** Start of SUPPLIED ENTRIES **

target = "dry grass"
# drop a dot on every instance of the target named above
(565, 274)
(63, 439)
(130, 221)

** End of SUPPLIED ENTRIES **

SET TASK: Copy the lines of the material above without changing anything.

OUTPUT FOR THIS EXERCISE:
target = "dry grass"
# drop a dot on every instance of the target named above
(565, 274)
(63, 439)
(130, 221)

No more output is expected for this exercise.